**AIM OF THE TASK:** Each line below must be transcribed with no word changed.

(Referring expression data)
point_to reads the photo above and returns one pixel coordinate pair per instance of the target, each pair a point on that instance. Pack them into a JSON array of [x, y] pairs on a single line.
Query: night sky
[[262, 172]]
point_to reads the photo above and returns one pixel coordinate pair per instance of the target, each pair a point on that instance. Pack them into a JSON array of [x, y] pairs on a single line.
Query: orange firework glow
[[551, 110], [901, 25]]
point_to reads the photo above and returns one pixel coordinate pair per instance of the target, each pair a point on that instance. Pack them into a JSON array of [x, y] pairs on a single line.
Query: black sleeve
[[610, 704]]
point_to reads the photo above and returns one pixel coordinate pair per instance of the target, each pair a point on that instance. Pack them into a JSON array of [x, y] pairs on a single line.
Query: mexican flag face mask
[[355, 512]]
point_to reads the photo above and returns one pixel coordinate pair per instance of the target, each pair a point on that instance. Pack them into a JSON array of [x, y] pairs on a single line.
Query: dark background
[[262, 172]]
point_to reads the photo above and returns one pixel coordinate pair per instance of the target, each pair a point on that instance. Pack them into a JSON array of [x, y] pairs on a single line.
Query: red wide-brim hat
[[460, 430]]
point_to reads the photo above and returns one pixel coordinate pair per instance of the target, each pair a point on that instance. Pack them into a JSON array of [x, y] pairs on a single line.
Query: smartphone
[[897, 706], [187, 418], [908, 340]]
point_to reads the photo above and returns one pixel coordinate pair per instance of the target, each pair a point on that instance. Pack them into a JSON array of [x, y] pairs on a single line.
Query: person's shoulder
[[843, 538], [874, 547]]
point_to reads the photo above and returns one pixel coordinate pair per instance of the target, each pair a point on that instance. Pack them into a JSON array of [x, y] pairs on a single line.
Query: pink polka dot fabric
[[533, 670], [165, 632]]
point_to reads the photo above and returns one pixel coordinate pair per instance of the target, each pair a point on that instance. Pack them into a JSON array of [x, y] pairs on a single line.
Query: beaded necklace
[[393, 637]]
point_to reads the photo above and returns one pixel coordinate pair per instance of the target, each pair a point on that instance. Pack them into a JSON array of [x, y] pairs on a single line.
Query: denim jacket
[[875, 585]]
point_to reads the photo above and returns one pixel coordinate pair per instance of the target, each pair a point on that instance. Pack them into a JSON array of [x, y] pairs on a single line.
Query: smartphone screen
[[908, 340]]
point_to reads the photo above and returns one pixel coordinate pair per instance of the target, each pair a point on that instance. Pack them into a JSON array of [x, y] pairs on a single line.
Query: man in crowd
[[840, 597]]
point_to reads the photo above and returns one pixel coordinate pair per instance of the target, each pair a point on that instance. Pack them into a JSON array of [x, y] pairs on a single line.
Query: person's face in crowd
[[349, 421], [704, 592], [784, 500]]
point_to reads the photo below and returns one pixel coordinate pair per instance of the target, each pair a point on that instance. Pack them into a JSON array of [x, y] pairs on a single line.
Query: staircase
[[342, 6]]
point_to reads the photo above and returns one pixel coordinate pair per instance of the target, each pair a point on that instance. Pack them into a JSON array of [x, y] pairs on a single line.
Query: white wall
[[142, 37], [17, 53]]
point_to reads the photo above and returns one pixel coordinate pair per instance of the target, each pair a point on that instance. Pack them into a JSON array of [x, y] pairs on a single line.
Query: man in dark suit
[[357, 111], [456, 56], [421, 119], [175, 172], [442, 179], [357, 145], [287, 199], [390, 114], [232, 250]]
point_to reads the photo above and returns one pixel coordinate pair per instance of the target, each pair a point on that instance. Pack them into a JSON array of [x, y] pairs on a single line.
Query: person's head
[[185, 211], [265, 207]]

**SOLUTION TO THE PROBLEM:**
point_to reads the photo above and returns one pixel coordinate pair per instance of the target, each pair a point on that instance. Pack them into a JSON array of [x, y] pairs on a single line.
Query: night sky
[[262, 172]]
point_to reads the photo above and returns one pixel coordinate pair per instance of the target, each pair a point on that instance. Pack them into a JSON array of [x, y] pairs on a single line.
Query: orange firework glow
[[551, 110], [901, 25]]
point_to reads the photo above and returns one pixel coordinate pair per instance of the target, each pair a point on that instance. Pack them into a JSON array of [x, y] pairs on a single line.
Query: black sleeve
[[610, 704]]
point_to reads the photo above and returns one pixel coordinate pair per instance of the target, each pair a point on that instance. Pack them into a JSON array of [x, y] pairs on a single line.
Query: mexican flag face mask
[[355, 512]]
point_to reads the photo above and returns one pixel coordinate pair per instance of the target, each pair a point on that instance. Pack them into a JSON array of [x, y] pairs on a single line.
Query: dark background
[[262, 172]]
point_to reads the photo above and returns one pixel coordinate pair per instance of the target, each pair a point on that instance. Pack them into a JSON array of [x, y] pairs on a single line.
Query: red wide-brim hat
[[460, 430]]
point_to reads the photo above and returns one pixel coordinate pair per instance of the target, each pair a point on that instance. Pack them into a JSON array of [x, y] pairs on a single line.
Query: smartphone
[[897, 706], [187, 418], [908, 340]]
point_to reads the photo above and returns one pixel coordinate pair per instance of the target, each pair a point on that instance. Pack them into a JSON array of [x, y] pairs on a single line.
Query: person's shoulder
[[843, 538], [874, 547]]
point_to reads the photo above and returns one pixel coordinate pair per instance of the target, each pair a point on that instance. Pack them into a JSON array of [x, y] pairs on a single line.
Query: pink polka dot fabric
[[533, 670], [165, 632]]
point_to reads the photo above and returns one pixel coordinate pair per instance of the target, each pair a point on that instance. Pack them into a JSON array of [x, y] pairs on a single line.
Query: beaded necklace
[[393, 637]]
point_to reads the photo above and returns one pixel coordinate pair per instance of the target, each pair a point on that instance. Pack them into a JSON array of [x, y] pairs on a single line.
Query: denim jacket
[[875, 585]]
point_to reads the photo above and returns one pixel coordinate pair per instance of the target, each pair a point on that instance. Pack them into a JSON array of [x, y] pairs on a single line.
Query: smartphone screen
[[908, 340]]
point_to reads the photo above and returns one pixel coordinate pair per instance of the target, each pair a point on that instance. Pack them into a JSON array of [x, y] pairs on a single line.
Query: man in crowd
[[840, 597]]
point_to reads the photo above and returns one pixel coordinate pair per instance of the target, each pair a point on that instance. Pack them into a JSON array of [x, y] pairs on a single line.
Query: person's face in crowd
[[349, 421], [704, 592], [784, 500]]
point_to reads the photo below and returns one pixel coordinate pair per instance of the target, each pair a point on that instance. Pack them into a JSON array of [x, y] pairs on a single line.
Query: staircase
[[342, 6]]
point_to reads the photo above and returns one pixel coordinate pair per instance of the target, each pair a point on that instance. Pack them into a JSON array of [x, y] pairs on a single line.
Query: white wall
[[142, 37], [17, 53]]
point_to reads the photo above and returns one pixel coordinate pair per instance of the target, each pair a point on that instance. Pack them into a JSON array of [x, y] pairs on a single line.
Query: man in dark suit
[[357, 111], [456, 56], [421, 119], [175, 172], [442, 179], [357, 145], [287, 199], [390, 114], [232, 250]]
point_to reads the photo above and returns one pixel coordinate pair per instance of the target, each pair a point on that instance. Pack them into a JSON array of [x, y] pairs on a single line.
Query: person's head
[[185, 211], [265, 207]]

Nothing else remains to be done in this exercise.